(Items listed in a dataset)
----

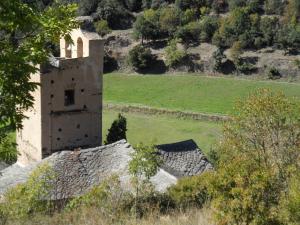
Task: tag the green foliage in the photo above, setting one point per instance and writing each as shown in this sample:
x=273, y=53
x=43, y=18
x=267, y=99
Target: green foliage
x=274, y=73
x=140, y=57
x=102, y=28
x=218, y=57
x=25, y=33
x=117, y=131
x=188, y=16
x=208, y=26
x=189, y=33
x=290, y=204
x=169, y=19
x=8, y=148
x=269, y=26
x=108, y=197
x=145, y=161
x=263, y=142
x=115, y=13
x=274, y=6
x=288, y=38
x=174, y=55
x=147, y=26
x=231, y=28
x=29, y=198
x=190, y=191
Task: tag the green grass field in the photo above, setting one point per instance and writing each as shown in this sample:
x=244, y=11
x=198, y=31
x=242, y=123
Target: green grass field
x=214, y=95
x=162, y=129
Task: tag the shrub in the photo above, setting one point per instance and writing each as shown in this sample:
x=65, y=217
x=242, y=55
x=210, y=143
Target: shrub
x=231, y=28
x=8, y=148
x=169, y=19
x=291, y=204
x=254, y=169
x=115, y=13
x=274, y=74
x=173, y=55
x=190, y=33
x=288, y=38
x=117, y=131
x=188, y=16
x=208, y=26
x=190, y=191
x=147, y=26
x=102, y=28
x=218, y=57
x=28, y=199
x=268, y=28
x=140, y=57
x=274, y=6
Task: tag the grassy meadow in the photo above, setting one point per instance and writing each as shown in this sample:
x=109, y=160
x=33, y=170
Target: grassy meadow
x=213, y=95
x=162, y=129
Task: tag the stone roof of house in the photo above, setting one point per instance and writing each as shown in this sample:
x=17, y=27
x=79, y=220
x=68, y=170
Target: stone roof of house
x=78, y=171
x=183, y=159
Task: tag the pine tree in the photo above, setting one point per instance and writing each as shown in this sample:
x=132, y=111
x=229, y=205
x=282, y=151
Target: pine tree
x=117, y=131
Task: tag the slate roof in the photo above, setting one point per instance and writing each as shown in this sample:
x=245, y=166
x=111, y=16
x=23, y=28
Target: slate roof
x=78, y=171
x=183, y=159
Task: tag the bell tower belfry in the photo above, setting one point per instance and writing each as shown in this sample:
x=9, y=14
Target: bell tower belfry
x=67, y=112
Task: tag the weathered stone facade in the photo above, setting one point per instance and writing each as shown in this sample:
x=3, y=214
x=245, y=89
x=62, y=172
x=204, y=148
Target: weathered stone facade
x=67, y=111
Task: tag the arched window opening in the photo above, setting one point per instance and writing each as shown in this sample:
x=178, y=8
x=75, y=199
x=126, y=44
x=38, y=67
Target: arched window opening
x=68, y=49
x=79, y=48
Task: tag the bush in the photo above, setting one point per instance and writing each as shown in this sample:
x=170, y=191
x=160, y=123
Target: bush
x=274, y=74
x=102, y=28
x=173, y=55
x=288, y=39
x=115, y=13
x=190, y=191
x=147, y=26
x=218, y=57
x=8, y=148
x=28, y=199
x=274, y=6
x=169, y=19
x=140, y=57
x=117, y=131
x=208, y=26
x=231, y=28
x=190, y=33
x=253, y=171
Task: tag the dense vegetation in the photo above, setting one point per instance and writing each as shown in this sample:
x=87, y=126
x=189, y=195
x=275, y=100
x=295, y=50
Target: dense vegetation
x=261, y=187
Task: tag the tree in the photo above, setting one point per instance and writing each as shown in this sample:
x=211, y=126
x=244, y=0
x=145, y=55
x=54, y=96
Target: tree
x=115, y=13
x=169, y=20
x=174, y=55
x=218, y=57
x=117, y=131
x=274, y=6
x=189, y=33
x=288, y=38
x=147, y=27
x=144, y=164
x=259, y=154
x=102, y=28
x=140, y=57
x=25, y=34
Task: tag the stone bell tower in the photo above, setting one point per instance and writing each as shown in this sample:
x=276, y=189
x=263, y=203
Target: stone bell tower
x=67, y=112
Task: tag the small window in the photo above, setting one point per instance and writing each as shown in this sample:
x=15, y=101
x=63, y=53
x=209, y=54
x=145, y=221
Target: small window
x=69, y=97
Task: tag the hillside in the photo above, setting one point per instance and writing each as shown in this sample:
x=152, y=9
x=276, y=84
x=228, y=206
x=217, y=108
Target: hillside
x=254, y=37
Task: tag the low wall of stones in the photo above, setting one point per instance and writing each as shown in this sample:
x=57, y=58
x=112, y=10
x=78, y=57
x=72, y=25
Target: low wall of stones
x=157, y=111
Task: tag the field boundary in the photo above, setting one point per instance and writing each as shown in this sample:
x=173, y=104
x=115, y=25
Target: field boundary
x=160, y=111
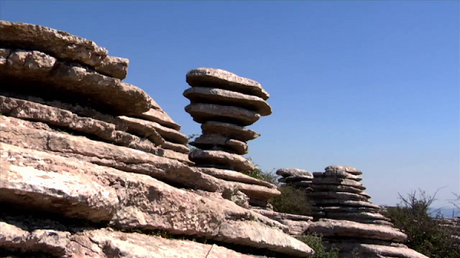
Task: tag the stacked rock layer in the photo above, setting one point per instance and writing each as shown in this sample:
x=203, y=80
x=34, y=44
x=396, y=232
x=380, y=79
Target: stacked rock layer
x=225, y=103
x=86, y=159
x=349, y=221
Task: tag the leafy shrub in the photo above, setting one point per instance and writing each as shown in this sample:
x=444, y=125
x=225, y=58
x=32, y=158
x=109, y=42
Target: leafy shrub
x=424, y=233
x=316, y=243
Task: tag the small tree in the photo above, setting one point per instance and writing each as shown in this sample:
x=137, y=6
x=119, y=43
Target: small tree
x=423, y=230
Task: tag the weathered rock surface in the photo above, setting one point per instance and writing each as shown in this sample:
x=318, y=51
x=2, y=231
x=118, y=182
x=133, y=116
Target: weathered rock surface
x=344, y=228
x=217, y=78
x=230, y=130
x=63, y=46
x=231, y=175
x=347, y=169
x=38, y=70
x=211, y=112
x=288, y=172
x=222, y=158
x=133, y=201
x=228, y=98
x=219, y=142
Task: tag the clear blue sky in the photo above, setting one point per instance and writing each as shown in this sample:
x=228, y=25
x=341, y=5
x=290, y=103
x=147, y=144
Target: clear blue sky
x=373, y=85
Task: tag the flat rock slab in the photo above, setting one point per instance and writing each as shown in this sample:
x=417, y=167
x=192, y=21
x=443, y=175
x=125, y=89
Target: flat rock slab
x=228, y=98
x=337, y=174
x=211, y=112
x=344, y=228
x=161, y=117
x=145, y=127
x=287, y=172
x=337, y=181
x=211, y=141
x=338, y=196
x=40, y=70
x=369, y=250
x=138, y=201
x=231, y=175
x=218, y=78
x=213, y=157
x=338, y=188
x=335, y=202
x=63, y=46
x=230, y=130
x=351, y=170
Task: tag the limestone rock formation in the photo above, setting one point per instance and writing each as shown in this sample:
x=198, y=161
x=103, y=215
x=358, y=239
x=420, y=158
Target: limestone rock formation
x=93, y=159
x=349, y=221
x=224, y=103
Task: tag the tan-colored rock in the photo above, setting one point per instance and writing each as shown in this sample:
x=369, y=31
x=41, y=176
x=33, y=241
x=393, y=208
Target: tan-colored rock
x=161, y=117
x=104, y=243
x=228, y=98
x=287, y=172
x=231, y=175
x=337, y=174
x=351, y=170
x=211, y=112
x=221, y=159
x=168, y=134
x=350, y=250
x=139, y=201
x=345, y=228
x=33, y=70
x=338, y=188
x=230, y=130
x=63, y=46
x=219, y=142
x=338, y=181
x=218, y=78
x=338, y=196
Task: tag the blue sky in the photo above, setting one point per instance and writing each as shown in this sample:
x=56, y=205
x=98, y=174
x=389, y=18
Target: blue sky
x=373, y=85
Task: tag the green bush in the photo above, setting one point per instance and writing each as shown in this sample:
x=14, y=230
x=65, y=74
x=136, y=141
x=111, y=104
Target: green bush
x=316, y=243
x=424, y=233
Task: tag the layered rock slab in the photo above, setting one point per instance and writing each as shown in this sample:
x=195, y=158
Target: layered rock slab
x=26, y=69
x=62, y=45
x=145, y=203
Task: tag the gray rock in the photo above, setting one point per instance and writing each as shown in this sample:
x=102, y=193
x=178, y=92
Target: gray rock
x=231, y=175
x=137, y=201
x=210, y=112
x=351, y=170
x=161, y=117
x=344, y=228
x=146, y=127
x=43, y=71
x=62, y=45
x=338, y=196
x=221, y=158
x=230, y=130
x=216, y=141
x=228, y=98
x=217, y=78
x=286, y=172
x=337, y=181
x=338, y=188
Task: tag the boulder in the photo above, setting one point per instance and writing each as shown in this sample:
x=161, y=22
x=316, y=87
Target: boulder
x=221, y=158
x=37, y=71
x=228, y=98
x=229, y=130
x=217, y=78
x=344, y=228
x=206, y=112
x=63, y=46
x=216, y=141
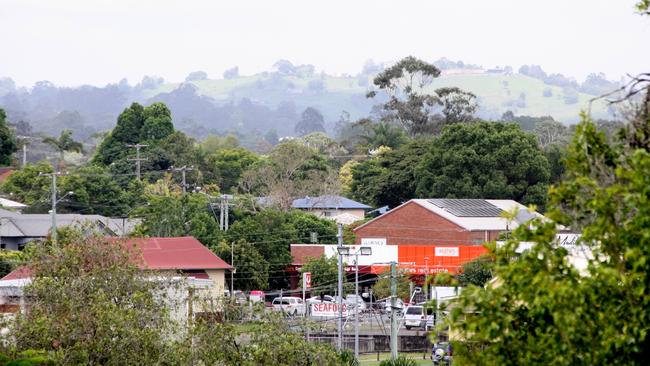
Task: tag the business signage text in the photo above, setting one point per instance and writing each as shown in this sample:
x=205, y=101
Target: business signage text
x=327, y=309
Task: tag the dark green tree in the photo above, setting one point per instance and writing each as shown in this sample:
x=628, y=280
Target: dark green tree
x=252, y=269
x=311, y=120
x=95, y=192
x=481, y=160
x=89, y=303
x=544, y=309
x=64, y=143
x=225, y=167
x=390, y=178
x=476, y=272
x=408, y=102
x=384, y=134
x=272, y=232
x=29, y=187
x=127, y=131
x=7, y=140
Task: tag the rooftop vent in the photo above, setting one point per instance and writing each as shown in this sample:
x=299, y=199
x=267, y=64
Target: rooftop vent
x=467, y=207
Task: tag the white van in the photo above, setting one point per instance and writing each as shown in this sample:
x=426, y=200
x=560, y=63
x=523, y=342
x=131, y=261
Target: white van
x=419, y=316
x=289, y=305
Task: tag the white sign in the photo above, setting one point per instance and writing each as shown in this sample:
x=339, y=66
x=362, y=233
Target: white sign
x=306, y=278
x=373, y=241
x=446, y=251
x=327, y=309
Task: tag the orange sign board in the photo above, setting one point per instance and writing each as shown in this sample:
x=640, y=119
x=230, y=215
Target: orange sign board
x=420, y=259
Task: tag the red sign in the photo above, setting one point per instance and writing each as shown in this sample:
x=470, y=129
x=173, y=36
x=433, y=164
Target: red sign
x=327, y=309
x=306, y=277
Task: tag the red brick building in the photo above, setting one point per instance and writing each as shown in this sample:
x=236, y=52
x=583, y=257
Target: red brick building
x=439, y=235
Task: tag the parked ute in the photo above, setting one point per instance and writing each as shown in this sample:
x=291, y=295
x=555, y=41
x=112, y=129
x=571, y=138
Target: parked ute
x=418, y=316
x=256, y=296
x=289, y=305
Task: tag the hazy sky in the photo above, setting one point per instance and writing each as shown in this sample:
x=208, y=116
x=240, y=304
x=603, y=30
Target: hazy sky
x=97, y=42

----

◆ Task prompt ◆
Take the lines from the start of the entries through the line containing "x=210, y=143" and set them down exactly, leaving out every picture.

◆ Solution ◆
Task: tag the green foliage in the photo above, setting one point per instance and writing each as shown in this sample:
x=273, y=53
x=43, y=18
x=267, y=99
Target: green foliage
x=274, y=73
x=140, y=57
x=102, y=28
x=218, y=57
x=25, y=33
x=117, y=131
x=188, y=16
x=208, y=26
x=189, y=33
x=290, y=204
x=169, y=19
x=8, y=148
x=269, y=26
x=108, y=197
x=145, y=161
x=263, y=142
x=115, y=13
x=274, y=6
x=288, y=38
x=174, y=55
x=147, y=26
x=231, y=28
x=29, y=198
x=190, y=191
Task: tag the green grass field in the photo above, setting one point per instance and writing each as shown in this sample:
x=244, y=11
x=198, y=31
x=242, y=123
Target: green grass field
x=214, y=95
x=162, y=129
Task: tag the shrub in the photo above, setting one point per instance and writing each as shown in this sample:
x=65, y=217
x=242, y=55
x=210, y=143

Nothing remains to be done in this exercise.